- [PROVIDED ENTRIES]
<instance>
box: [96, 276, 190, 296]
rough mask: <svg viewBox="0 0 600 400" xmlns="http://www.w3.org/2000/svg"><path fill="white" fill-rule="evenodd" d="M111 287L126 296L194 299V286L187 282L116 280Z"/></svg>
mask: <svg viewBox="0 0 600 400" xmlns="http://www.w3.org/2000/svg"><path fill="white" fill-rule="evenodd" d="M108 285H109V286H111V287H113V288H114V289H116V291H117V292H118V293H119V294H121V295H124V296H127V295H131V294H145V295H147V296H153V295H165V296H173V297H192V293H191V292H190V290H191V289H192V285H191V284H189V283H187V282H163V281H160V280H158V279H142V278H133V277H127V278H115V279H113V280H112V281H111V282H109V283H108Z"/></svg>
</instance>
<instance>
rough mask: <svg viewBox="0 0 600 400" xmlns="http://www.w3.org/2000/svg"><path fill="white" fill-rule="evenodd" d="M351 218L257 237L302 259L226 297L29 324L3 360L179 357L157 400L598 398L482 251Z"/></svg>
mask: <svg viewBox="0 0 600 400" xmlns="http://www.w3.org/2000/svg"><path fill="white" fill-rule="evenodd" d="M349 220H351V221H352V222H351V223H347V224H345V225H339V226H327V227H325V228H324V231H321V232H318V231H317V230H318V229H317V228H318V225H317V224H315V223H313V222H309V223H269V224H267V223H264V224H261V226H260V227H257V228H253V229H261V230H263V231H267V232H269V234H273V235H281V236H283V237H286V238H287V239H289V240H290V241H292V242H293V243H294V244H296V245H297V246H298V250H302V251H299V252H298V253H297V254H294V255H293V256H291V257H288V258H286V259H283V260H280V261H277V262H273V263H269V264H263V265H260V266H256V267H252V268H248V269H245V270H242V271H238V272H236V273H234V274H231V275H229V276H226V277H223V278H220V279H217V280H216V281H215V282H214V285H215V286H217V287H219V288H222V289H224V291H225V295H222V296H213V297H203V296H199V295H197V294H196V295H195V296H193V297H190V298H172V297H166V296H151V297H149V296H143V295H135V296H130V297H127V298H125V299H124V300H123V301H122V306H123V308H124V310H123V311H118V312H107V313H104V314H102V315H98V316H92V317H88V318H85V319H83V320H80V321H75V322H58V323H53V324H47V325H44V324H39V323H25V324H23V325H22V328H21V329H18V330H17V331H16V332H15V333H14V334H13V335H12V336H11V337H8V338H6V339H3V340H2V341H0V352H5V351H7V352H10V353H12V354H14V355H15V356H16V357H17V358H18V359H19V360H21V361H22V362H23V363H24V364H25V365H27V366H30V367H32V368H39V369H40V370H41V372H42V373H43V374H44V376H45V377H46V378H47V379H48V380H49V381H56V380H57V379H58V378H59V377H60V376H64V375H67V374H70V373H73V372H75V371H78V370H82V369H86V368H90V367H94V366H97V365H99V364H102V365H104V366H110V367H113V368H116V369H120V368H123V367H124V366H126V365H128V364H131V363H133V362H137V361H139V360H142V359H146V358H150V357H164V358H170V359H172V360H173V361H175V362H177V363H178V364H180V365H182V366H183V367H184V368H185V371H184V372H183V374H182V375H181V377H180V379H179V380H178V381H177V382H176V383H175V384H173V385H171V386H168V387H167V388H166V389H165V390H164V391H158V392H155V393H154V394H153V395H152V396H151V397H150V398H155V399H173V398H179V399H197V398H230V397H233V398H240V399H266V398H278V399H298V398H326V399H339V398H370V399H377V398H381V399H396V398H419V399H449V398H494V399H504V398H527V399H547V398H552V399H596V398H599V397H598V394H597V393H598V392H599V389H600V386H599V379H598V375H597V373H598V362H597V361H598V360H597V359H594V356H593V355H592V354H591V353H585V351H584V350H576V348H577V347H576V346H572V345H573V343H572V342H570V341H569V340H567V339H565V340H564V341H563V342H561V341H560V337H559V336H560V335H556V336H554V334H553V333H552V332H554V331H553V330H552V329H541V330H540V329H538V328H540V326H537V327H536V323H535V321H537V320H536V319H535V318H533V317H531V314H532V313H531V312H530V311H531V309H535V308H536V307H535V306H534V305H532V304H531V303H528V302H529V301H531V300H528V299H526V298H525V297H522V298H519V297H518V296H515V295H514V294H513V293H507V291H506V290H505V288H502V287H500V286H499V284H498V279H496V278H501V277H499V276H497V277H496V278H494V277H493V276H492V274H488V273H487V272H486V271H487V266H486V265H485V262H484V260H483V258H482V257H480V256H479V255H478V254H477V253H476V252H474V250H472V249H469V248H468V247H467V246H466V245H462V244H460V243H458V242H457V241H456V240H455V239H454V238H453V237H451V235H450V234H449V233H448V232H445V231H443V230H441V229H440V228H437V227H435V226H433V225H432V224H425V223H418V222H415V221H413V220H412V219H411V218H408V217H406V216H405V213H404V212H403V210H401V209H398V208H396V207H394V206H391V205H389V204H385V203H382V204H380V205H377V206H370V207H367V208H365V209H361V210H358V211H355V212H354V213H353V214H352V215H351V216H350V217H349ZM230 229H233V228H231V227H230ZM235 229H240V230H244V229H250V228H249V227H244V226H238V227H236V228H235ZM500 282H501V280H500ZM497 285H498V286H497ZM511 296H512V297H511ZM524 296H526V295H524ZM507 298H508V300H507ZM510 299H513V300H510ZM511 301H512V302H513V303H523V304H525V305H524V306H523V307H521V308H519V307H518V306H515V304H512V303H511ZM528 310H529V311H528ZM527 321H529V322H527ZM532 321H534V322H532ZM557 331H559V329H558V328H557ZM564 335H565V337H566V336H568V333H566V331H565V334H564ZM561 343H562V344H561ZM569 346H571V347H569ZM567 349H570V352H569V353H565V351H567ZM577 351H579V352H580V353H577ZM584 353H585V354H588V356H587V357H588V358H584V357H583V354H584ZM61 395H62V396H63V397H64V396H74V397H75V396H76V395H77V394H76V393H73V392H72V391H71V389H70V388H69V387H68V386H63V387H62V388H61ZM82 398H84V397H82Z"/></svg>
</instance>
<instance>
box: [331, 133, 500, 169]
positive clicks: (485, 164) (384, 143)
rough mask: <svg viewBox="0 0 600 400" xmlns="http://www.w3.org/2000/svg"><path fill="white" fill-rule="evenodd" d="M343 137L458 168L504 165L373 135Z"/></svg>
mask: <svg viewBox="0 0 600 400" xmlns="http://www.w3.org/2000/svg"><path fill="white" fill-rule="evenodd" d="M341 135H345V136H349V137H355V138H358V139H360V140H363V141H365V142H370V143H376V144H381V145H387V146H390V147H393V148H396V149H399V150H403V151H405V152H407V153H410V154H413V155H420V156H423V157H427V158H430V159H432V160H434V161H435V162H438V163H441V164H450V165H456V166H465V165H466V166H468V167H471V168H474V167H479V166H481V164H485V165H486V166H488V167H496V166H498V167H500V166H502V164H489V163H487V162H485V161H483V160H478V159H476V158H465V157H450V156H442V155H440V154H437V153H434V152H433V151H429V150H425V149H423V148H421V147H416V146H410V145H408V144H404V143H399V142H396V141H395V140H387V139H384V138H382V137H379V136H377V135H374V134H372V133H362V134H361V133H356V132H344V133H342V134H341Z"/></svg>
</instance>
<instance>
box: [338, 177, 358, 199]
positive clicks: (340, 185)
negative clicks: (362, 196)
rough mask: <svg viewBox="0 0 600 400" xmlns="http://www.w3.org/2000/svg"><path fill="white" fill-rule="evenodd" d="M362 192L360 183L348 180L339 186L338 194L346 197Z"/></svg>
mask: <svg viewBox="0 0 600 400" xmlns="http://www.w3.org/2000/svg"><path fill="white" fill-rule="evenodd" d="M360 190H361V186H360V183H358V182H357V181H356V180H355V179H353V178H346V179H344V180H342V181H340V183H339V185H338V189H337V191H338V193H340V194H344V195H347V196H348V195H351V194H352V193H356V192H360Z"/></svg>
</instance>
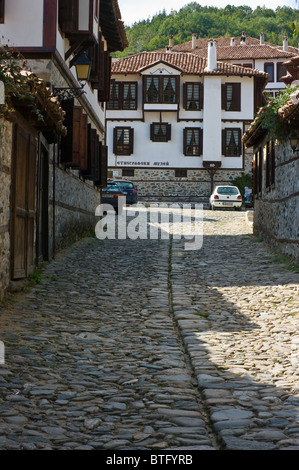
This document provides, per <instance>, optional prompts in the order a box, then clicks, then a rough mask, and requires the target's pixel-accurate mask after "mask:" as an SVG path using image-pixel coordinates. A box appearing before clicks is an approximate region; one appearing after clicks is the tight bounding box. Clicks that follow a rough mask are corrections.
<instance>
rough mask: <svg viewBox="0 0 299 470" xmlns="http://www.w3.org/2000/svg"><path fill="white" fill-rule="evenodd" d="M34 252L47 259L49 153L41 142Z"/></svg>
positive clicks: (45, 258) (37, 185) (48, 179)
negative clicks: (36, 222) (36, 216)
mask: <svg viewBox="0 0 299 470" xmlns="http://www.w3.org/2000/svg"><path fill="white" fill-rule="evenodd" d="M36 186H37V188H38V193H37V210H36V213H37V223H36V232H37V237H36V243H37V247H36V254H37V257H38V260H39V261H47V260H48V259H49V211H48V208H49V153H48V150H47V148H46V147H45V146H44V145H43V144H42V143H41V144H40V148H39V165H38V181H37V185H36Z"/></svg>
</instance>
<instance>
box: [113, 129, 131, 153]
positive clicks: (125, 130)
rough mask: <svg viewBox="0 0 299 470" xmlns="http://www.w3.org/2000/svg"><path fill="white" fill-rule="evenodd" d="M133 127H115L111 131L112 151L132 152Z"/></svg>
mask: <svg viewBox="0 0 299 470" xmlns="http://www.w3.org/2000/svg"><path fill="white" fill-rule="evenodd" d="M133 138H134V129H133V128H132V127H115V128H114V131H113V153H114V154H115V155H131V154H132V153H133Z"/></svg>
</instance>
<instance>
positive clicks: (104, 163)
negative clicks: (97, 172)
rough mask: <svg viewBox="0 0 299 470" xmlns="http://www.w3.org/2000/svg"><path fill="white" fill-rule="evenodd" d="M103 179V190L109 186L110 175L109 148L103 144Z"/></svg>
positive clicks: (101, 172)
mask: <svg viewBox="0 0 299 470" xmlns="http://www.w3.org/2000/svg"><path fill="white" fill-rule="evenodd" d="M100 148H101V175H100V176H101V177H100V185H101V187H102V188H105V187H106V186H107V173H108V147H107V145H103V144H101V146H100Z"/></svg>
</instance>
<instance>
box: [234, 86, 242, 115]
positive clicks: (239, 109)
mask: <svg viewBox="0 0 299 470" xmlns="http://www.w3.org/2000/svg"><path fill="white" fill-rule="evenodd" d="M232 109H233V111H241V83H234V86H233V105H232Z"/></svg>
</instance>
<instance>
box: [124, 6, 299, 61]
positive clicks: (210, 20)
mask: <svg viewBox="0 0 299 470" xmlns="http://www.w3.org/2000/svg"><path fill="white" fill-rule="evenodd" d="M298 16H299V12H298V10H296V9H293V8H289V7H282V8H280V7H279V8H277V9H276V10H271V9H269V8H265V7H258V8H256V9H255V10H253V9H252V8H251V7H250V6H240V7H235V6H232V5H228V6H226V7H225V8H217V7H202V6H201V5H200V4H199V3H197V2H191V3H189V4H187V5H186V6H185V7H183V8H181V9H180V10H179V11H175V10H173V11H172V12H171V13H170V14H166V12H165V10H164V11H162V12H159V13H158V14H157V15H155V16H153V17H152V18H151V19H145V20H143V21H140V22H138V23H134V25H132V26H130V27H127V28H126V31H127V36H128V39H129V43H130V44H129V47H128V48H127V49H125V51H123V52H122V53H119V54H118V55H117V56H118V57H124V56H126V55H127V54H128V52H134V53H136V52H140V51H153V50H157V49H162V48H164V47H166V46H167V45H168V41H169V36H170V35H173V36H174V44H180V43H183V42H185V41H190V40H191V37H192V33H196V34H197V37H198V38H199V37H201V38H217V37H239V36H240V35H241V33H242V31H246V34H247V36H252V37H256V38H259V35H260V33H261V32H263V33H264V34H265V40H266V41H267V42H270V43H273V44H282V36H288V38H289V44H290V45H292V46H295V47H298V38H293V31H292V29H291V25H292V23H293V22H294V21H298Z"/></svg>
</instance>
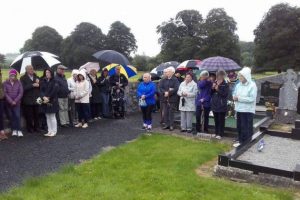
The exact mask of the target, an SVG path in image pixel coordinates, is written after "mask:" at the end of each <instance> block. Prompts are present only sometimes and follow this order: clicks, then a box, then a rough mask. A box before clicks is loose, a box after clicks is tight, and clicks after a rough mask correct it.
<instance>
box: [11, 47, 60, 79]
mask: <svg viewBox="0 0 300 200" xmlns="http://www.w3.org/2000/svg"><path fill="white" fill-rule="evenodd" d="M57 58H58V56H56V55H54V54H51V53H48V52H44V51H27V52H25V53H23V54H21V55H19V56H18V57H17V58H16V59H15V60H14V61H13V62H12V64H11V65H10V67H11V68H14V69H16V70H17V71H18V72H19V73H20V74H22V73H24V72H25V67H26V66H27V65H32V66H33V67H34V68H35V69H36V70H37V69H45V68H48V67H52V66H54V65H57V64H60V61H59V60H57Z"/></svg>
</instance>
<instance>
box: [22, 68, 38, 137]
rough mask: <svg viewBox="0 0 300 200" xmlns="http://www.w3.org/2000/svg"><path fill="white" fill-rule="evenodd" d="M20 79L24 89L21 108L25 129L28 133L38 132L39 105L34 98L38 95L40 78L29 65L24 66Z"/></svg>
mask: <svg viewBox="0 0 300 200" xmlns="http://www.w3.org/2000/svg"><path fill="white" fill-rule="evenodd" d="M20 81H21V83H22V86H23V90H24V94H23V98H22V109H23V113H24V118H25V120H26V128H27V131H28V132H29V133H33V132H39V131H40V130H39V128H40V127H39V105H38V104H37V102H36V100H37V98H38V97H39V95H40V80H39V77H37V75H36V74H35V72H34V70H33V67H32V66H31V65H27V66H26V73H25V74H24V75H23V76H21V78H20Z"/></svg>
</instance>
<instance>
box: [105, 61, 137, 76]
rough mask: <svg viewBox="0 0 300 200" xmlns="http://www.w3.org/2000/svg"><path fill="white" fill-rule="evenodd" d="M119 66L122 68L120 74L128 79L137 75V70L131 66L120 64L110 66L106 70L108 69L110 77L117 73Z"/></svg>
mask: <svg viewBox="0 0 300 200" xmlns="http://www.w3.org/2000/svg"><path fill="white" fill-rule="evenodd" d="M118 66H120V67H121V70H120V73H121V74H124V75H125V76H126V77H127V78H130V77H132V76H135V75H137V69H136V68H135V67H133V66H131V65H120V64H114V63H113V64H110V65H107V66H106V67H104V68H106V69H107V70H108V74H109V76H112V75H114V74H115V73H116V70H115V68H116V67H118Z"/></svg>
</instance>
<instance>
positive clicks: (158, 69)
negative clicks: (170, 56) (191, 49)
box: [156, 61, 179, 72]
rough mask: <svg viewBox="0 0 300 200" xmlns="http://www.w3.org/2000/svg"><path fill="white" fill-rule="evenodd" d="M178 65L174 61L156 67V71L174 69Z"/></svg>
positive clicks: (177, 65) (160, 71)
mask: <svg viewBox="0 0 300 200" xmlns="http://www.w3.org/2000/svg"><path fill="white" fill-rule="evenodd" d="M178 65H179V62H176V61H169V62H165V63H161V64H160V65H158V66H157V67H156V71H157V72H162V71H164V69H166V68H168V67H171V66H172V67H174V68H175V69H176V68H177V66H178Z"/></svg>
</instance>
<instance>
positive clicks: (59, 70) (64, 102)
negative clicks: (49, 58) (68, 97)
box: [55, 65, 70, 127]
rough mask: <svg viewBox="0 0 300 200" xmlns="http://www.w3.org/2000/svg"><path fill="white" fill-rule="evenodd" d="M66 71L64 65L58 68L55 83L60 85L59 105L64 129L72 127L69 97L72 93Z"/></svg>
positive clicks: (59, 120)
mask: <svg viewBox="0 0 300 200" xmlns="http://www.w3.org/2000/svg"><path fill="white" fill-rule="evenodd" d="M65 69H67V68H66V67H65V66H63V65H59V66H58V67H57V71H56V76H55V81H56V83H57V85H58V88H59V90H58V94H57V96H58V105H59V112H58V113H59V121H60V125H61V126H62V127H68V126H69V125H70V121H69V114H68V95H69V93H70V91H69V88H68V82H67V79H66V77H65Z"/></svg>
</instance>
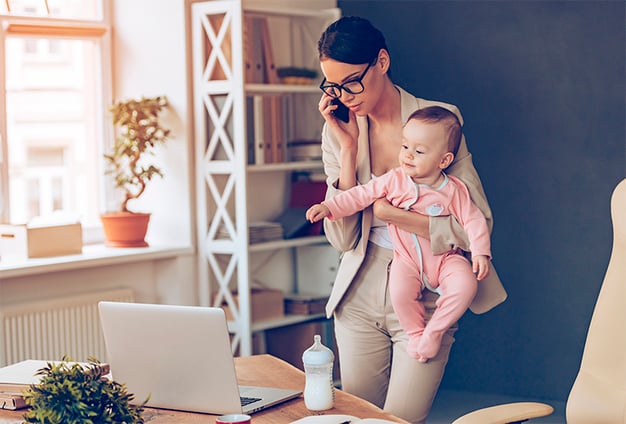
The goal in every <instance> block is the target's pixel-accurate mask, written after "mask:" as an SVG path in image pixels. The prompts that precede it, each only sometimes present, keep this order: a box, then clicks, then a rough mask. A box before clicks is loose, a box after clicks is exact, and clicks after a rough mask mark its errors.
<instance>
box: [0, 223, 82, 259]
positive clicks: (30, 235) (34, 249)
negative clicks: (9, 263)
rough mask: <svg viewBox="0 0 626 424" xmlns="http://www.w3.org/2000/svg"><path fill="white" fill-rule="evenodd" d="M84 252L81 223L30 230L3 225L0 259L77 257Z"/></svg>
mask: <svg viewBox="0 0 626 424" xmlns="http://www.w3.org/2000/svg"><path fill="white" fill-rule="evenodd" d="M82 251H83V231H82V226H81V224H80V223H74V224H65V225H51V226H45V227H29V226H28V225H26V224H23V225H12V224H0V256H1V257H3V258H5V257H6V258H9V257H11V258H16V259H26V258H45V257H49V256H62V255H74V254H79V253H82Z"/></svg>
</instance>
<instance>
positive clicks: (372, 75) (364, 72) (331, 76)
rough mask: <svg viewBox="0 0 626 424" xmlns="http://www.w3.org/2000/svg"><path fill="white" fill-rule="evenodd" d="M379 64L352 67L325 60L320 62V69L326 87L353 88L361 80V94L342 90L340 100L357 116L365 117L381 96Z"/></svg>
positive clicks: (374, 63)
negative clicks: (320, 70) (380, 96)
mask: <svg viewBox="0 0 626 424" xmlns="http://www.w3.org/2000/svg"><path fill="white" fill-rule="evenodd" d="M377 64H378V61H377V62H376V63H374V64H372V65H371V66H369V67H368V65H367V64H361V65H352V64H349V63H343V62H338V61H336V60H334V59H324V60H322V61H321V62H320V67H321V68H322V73H323V74H324V77H325V78H326V82H325V84H326V85H328V84H334V85H338V86H342V85H347V86H348V87H353V86H354V83H355V82H356V81H359V80H360V82H361V84H362V85H363V91H362V92H361V93H358V94H350V93H349V92H347V91H346V90H344V89H341V90H339V91H340V93H341V96H340V97H339V100H341V102H342V103H343V104H344V105H346V106H347V107H348V108H350V110H352V111H353V112H354V113H355V114H356V115H357V116H365V115H367V114H368V113H369V112H370V111H371V110H372V109H373V107H374V106H375V105H376V102H377V101H378V98H379V96H380V94H379V93H380V88H379V87H380V80H381V72H380V69H379V67H378V66H377ZM357 85H358V84H357Z"/></svg>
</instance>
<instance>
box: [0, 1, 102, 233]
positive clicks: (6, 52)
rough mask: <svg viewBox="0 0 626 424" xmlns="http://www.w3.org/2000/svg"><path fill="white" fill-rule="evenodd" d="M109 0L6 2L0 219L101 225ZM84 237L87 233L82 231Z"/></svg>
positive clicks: (1, 45) (1, 39)
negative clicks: (85, 233)
mask: <svg viewBox="0 0 626 424" xmlns="http://www.w3.org/2000/svg"><path fill="white" fill-rule="evenodd" d="M106 1H107V0H104V3H103V2H101V1H98V0H4V1H2V2H0V21H1V22H0V94H2V95H1V96H0V99H1V100H0V102H2V103H0V137H1V139H0V140H1V141H2V142H1V144H0V165H1V166H0V171H1V172H0V218H2V219H1V220H2V221H4V222H12V223H23V222H28V221H30V220H32V219H33V218H35V217H47V216H50V215H51V214H55V213H56V214H59V213H61V214H63V215H64V216H71V217H78V218H79V219H80V220H81V222H82V224H83V227H84V228H85V229H86V230H88V229H89V228H99V227H100V221H99V214H100V212H101V211H102V208H103V202H102V199H104V192H103V190H102V189H101V186H102V178H103V172H102V146H103V140H104V131H106V126H105V122H104V120H105V118H106V111H105V110H104V106H105V105H106V104H108V103H110V102H109V100H110V99H111V82H110V66H111V58H110V51H111V49H110V46H109V34H110V31H109V22H108V20H109V19H108V17H107V16H108V14H107V13H104V12H105V11H106V7H105V6H107V4H108V3H107V2H106ZM86 239H89V235H88V234H87V233H86Z"/></svg>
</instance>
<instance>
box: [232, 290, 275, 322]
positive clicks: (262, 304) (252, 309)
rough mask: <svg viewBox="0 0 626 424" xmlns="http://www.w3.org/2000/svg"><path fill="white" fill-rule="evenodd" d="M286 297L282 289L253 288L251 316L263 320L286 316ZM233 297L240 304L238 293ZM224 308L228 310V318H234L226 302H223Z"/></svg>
mask: <svg viewBox="0 0 626 424" xmlns="http://www.w3.org/2000/svg"><path fill="white" fill-rule="evenodd" d="M284 297H285V295H284V293H283V292H282V290H269V289H251V290H250V311H251V312H250V316H251V319H252V321H263V320H266V319H273V318H281V317H283V316H285V306H284ZM233 299H234V300H235V303H237V305H239V303H238V300H239V297H238V295H237V293H233ZM222 309H224V312H226V319H228V320H232V319H234V316H233V314H232V312H231V310H230V307H229V306H228V305H226V303H223V304H222Z"/></svg>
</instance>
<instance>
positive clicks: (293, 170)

- [TASK ITEM]
The word "present" appears in some lines of the data. Copy every one of those lines.

- [REPLY TO THE EXERCISE]
The exact mask of the target, an SVG path in image pixel coordinates, is written after "mask:" at the end of each <instance> block. Prompts are present only sometimes and follow this order: clicks, then a box, then a rough mask. A box before clicks is loose, a box after clicks is tight, and clicks after a rough mask correct it.
The goal in every <instance> block is the target's pixel-accurate mask, written after "mask:" as an SVG path in image pixels. The prompts that precede it, each only sometimes present, keep this order: a box, then clicks, then a rough mask. A box before clicks is loose, a box after clicks is exact, and clicks after a rough mask mark its errors.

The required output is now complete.